** start of Records for the exercise **

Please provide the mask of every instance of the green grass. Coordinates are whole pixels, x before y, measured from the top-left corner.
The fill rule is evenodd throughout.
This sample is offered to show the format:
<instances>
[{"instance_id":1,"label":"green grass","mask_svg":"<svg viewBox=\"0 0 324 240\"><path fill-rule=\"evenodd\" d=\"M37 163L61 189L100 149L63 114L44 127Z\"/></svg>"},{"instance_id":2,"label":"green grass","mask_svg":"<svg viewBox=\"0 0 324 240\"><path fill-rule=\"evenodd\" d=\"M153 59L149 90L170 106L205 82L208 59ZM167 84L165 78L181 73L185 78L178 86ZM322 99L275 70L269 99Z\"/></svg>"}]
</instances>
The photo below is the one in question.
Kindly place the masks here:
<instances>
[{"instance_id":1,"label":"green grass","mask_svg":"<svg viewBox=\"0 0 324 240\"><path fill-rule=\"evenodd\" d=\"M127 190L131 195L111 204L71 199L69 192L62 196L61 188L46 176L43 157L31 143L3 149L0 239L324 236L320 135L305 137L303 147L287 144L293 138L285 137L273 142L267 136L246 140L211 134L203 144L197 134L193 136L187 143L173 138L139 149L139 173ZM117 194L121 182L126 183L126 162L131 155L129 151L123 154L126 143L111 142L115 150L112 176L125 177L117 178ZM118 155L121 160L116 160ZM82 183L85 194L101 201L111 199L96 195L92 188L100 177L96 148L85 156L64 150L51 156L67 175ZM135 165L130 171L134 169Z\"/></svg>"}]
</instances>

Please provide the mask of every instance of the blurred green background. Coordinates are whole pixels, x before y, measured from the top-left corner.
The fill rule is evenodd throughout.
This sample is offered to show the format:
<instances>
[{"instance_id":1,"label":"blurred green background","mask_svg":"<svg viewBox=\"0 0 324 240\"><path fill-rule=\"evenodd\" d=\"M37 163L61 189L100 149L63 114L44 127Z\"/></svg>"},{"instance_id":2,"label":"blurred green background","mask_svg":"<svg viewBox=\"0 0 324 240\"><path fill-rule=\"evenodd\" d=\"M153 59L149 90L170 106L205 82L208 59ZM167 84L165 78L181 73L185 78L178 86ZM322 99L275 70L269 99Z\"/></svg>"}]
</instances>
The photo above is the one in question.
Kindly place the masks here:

** end of Records for the exercise **

■ **Directions for this task**
Copy all the records above precisely.

■ **The output**
Please provide the mask of every instance of the green grass. Coordinates are whole pixels, x before y, measured from the top-left corner.
The fill rule is evenodd throughout.
This sample is offered to show the format:
<instances>
[{"instance_id":1,"label":"green grass","mask_svg":"<svg viewBox=\"0 0 324 240\"><path fill-rule=\"evenodd\" d=\"M37 163L61 189L100 149L63 114L44 127Z\"/></svg>"},{"instance_id":2,"label":"green grass","mask_svg":"<svg viewBox=\"0 0 324 240\"><path fill-rule=\"evenodd\" d=\"M153 59L149 90L170 106L205 82L208 59ZM167 84L165 78L181 73L185 78L178 86ZM322 99L275 70L269 99Z\"/></svg>"}]
</instances>
The photo below is the one in question.
Kindly place the masks here:
<instances>
[{"instance_id":1,"label":"green grass","mask_svg":"<svg viewBox=\"0 0 324 240\"><path fill-rule=\"evenodd\" d=\"M127 190L131 195L111 204L71 199L69 192L62 196L61 188L46 176L43 157L31 143L3 149L0 239L324 236L320 135L305 137L303 147L287 144L293 138L285 137L273 142L267 136L246 140L211 134L203 144L197 134L193 136L187 143L173 138L139 149L139 173ZM117 194L121 182L126 183L126 162L131 155L129 151L123 154L126 143L111 142L115 150L112 176L125 177L117 178ZM118 155L121 160L116 160ZM82 183L85 194L101 201L111 199L96 195L92 188L100 177L96 148L85 156L64 150L51 156L67 175ZM135 165L130 171L134 169Z\"/></svg>"}]
</instances>

Please provide the mask of every instance of the blurred green background. Coordinates are whole pixels, x before y, measured from the top-left corner.
The fill rule is evenodd throughout.
This sample is offered to show the format:
<instances>
[{"instance_id":1,"label":"blurred green background","mask_svg":"<svg viewBox=\"0 0 324 240\"><path fill-rule=\"evenodd\" d=\"M37 163L61 189L100 149L63 114L44 127Z\"/></svg>"},{"instance_id":2,"label":"blurred green background","mask_svg":"<svg viewBox=\"0 0 324 240\"><path fill-rule=\"evenodd\" d=\"M153 59L149 90L170 106L205 82L208 59ZM167 84L165 78L181 73L185 78L178 86ZM322 99L275 70L269 99Z\"/></svg>"}]
</instances>
The photo above is the one in question.
Kindly place the masks here:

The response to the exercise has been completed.